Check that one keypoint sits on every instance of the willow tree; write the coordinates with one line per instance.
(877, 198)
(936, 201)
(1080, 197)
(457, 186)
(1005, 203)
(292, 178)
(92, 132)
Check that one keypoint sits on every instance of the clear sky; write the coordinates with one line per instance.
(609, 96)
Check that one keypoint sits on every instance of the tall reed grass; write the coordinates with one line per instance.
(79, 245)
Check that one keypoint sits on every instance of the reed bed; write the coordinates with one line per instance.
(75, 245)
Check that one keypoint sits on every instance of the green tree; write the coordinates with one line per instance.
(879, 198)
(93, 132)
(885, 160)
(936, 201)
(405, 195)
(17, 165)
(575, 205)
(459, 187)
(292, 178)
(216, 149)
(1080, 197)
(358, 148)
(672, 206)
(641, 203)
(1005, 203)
+---+
Work to do :: Revise the records above by replacing "keypoint" with "marker" wherever it occurs, keeping every other line and word the same.

Solution to the problem ::
Check that one marker sits on every instance of the willow tree; write the coordinates with one line per instance.
(877, 198)
(936, 201)
(1080, 197)
(457, 186)
(1005, 203)
(292, 178)
(92, 132)
Check that one marker sits on every instance of the clear sky; write the coordinates with one line per instance.
(609, 96)
Check that one marker sits on every instance of the tall reed grass; write the coordinates with one line per instance.
(79, 245)
Check that one marker sits on every instance of the reed bed; write the coordinates with one line per instance.
(75, 245)
Check that one marker sits on every instance of the green tree; write the coordinates with one line per instance.
(879, 198)
(93, 132)
(885, 160)
(936, 201)
(405, 195)
(17, 165)
(575, 205)
(459, 187)
(292, 178)
(216, 149)
(1080, 197)
(358, 148)
(672, 206)
(641, 203)
(1005, 203)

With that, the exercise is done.